Перепишите строки записей в виде таблицы Markdown, начиная со строки, содержащей «Where can the apple stem», и заканчивая строкой, содержащей «point(175, 183)», включительно, без пустых строк. Назовите столбцы «№» (номер строки по порядку) и «Строка» (сама строка).

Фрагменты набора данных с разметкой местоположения

▼

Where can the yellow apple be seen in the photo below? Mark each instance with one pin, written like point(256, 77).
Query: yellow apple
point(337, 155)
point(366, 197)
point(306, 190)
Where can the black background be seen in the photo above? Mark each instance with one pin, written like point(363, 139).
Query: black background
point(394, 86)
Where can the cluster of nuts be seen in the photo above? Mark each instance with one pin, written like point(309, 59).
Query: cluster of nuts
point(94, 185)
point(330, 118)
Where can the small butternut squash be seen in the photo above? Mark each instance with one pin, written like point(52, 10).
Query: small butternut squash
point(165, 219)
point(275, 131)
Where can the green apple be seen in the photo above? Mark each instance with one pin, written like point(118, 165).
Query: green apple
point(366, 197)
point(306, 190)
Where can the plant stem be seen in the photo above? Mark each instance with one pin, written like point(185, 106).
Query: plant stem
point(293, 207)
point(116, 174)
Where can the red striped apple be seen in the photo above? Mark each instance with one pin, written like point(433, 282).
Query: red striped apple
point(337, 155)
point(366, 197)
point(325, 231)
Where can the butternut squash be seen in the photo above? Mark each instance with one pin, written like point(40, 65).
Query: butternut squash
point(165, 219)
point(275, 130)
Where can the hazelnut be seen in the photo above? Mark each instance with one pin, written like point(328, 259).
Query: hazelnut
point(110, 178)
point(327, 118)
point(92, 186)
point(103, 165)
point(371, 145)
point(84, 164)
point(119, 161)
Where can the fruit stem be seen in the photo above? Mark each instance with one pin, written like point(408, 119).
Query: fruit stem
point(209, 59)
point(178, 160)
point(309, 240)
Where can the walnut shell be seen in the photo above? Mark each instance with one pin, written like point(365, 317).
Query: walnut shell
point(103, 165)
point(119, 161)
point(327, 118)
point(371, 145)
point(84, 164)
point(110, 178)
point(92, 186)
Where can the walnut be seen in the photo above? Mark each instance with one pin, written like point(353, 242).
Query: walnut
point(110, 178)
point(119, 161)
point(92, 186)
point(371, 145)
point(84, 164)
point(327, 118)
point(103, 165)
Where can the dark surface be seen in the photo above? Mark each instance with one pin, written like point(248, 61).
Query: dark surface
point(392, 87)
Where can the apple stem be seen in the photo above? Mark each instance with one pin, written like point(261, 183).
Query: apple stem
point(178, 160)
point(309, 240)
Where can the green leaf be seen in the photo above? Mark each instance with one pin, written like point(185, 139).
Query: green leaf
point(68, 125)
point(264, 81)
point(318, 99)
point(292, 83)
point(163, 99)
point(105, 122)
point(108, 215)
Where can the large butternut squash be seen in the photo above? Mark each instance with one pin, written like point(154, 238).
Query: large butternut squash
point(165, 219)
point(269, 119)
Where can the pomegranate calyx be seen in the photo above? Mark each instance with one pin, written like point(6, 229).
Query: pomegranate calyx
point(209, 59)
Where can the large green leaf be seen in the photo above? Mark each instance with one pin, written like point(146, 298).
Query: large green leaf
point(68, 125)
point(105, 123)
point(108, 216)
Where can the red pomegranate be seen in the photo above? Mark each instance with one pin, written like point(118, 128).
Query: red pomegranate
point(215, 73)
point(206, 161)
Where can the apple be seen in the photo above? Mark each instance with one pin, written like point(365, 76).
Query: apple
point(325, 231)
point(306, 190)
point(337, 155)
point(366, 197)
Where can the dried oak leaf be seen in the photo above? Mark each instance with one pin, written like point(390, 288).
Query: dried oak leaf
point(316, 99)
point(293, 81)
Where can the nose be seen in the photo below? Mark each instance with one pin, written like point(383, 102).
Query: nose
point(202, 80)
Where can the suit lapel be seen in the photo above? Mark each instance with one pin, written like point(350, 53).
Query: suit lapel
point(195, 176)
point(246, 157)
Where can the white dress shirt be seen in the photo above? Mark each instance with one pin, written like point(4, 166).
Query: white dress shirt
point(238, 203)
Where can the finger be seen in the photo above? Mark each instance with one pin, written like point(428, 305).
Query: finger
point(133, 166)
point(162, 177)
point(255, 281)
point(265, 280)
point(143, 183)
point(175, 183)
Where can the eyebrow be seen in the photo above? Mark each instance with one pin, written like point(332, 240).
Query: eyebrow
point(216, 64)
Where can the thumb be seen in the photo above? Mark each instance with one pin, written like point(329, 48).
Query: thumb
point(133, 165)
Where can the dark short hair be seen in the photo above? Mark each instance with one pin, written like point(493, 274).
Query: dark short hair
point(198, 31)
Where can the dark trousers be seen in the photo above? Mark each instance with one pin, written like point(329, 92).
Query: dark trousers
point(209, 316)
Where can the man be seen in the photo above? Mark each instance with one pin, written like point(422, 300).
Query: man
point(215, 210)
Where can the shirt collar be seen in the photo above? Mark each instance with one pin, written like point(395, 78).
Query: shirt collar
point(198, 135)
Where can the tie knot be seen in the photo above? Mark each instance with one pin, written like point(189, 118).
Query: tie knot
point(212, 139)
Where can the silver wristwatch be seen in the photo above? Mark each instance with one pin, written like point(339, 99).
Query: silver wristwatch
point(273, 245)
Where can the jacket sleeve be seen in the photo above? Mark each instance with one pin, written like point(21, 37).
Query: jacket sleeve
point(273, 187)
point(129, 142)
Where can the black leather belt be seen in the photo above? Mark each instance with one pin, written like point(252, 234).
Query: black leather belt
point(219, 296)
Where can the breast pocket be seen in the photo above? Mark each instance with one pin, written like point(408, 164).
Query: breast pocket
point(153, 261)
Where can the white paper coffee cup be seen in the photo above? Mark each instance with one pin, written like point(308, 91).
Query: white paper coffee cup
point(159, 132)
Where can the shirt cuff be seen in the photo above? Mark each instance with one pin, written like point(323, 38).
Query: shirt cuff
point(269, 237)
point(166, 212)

▲

РЕЗУЛЬТАТ ЗАДАНИЯ:
| № | Строка |
|---|---|
| 1 | Where can the apple stem be seen in the photo above? Mark each instance with one pin, written like point(261, 183). |
| 2 | Query: apple stem |
| 3 | point(178, 160) |
| 4 | point(309, 240) |
| 5 | Where can the green leaf be seen in the photo above? Mark each instance with one pin, written like point(185, 139). |
| 6 | Query: green leaf |
| 7 | point(68, 125) |
| 8 | point(264, 81) |
| 9 | point(318, 99) |
| 10 | point(292, 83) |
| 11 | point(163, 99) |
| 12 | point(105, 122) |
| 13 | point(108, 215) |
| 14 | Where can the large butternut squash be seen in the photo above? Mark each instance with one pin, written like point(154, 238). |
| 15 | Query: large butternut squash |
| 16 | point(165, 219) |
| 17 | point(269, 119) |
| 18 | Where can the pomegranate calyx be seen in the photo above? Mark each instance with one pin, written like point(6, 229). |
| 19 | Query: pomegranate calyx |
| 20 | point(209, 59) |
| 21 | Where can the large green leaf be seen in the photo above? Mark each instance with one pin, written like point(146, 298). |
| 22 | Query: large green leaf |
| 23 | point(68, 125) |
| 24 | point(105, 123) |
| 25 | point(108, 216) |
| 26 | Where can the red pomegranate be seen in the photo above? Mark each instance with one pin, written like point(118, 128). |
| 27 | Query: red pomegranate |
| 28 | point(215, 73) |
| 29 | point(206, 161) |
| 30 | Where can the apple be seen in the photo above? Mark each instance with one pin, written like point(365, 76). |
| 31 | Query: apple |
| 32 | point(325, 231) |
| 33 | point(306, 190) |
| 34 | point(337, 155) |
| 35 | point(366, 197) |
| 36 | Where can the dried oak leaf be seen in the photo above? Mark each instance with one pin, written like point(390, 288). |
| 37 | Query: dried oak leaf |
| 38 | point(316, 99) |
| 39 | point(293, 81) |
| 40 | Where can the nose be seen in the photo below? Mark each instance with one pin, written like point(383, 102). |
| 41 | Query: nose |
| 42 | point(202, 80) |
| 43 | Where can the suit lapel be seen in the photo above? Mark each instance with one pin, written like point(350, 53). |
| 44 | Query: suit lapel |
| 45 | point(195, 176) |
| 46 | point(246, 157) |
| 47 | Where can the white dress shirt be seen in the photo above? Mark each instance with one pin, written like point(4, 166). |
| 48 | Query: white dress shirt |
| 49 | point(238, 203) |
| 50 | Where can the finger be seen in the photo above? Mark each instance with one pin, written like point(428, 305). |
| 51 | Query: finger |
| 52 | point(133, 166) |
| 53 | point(162, 177) |
| 54 | point(255, 281) |
| 55 | point(265, 280) |
| 56 | point(143, 183) |
| 57 | point(175, 183) |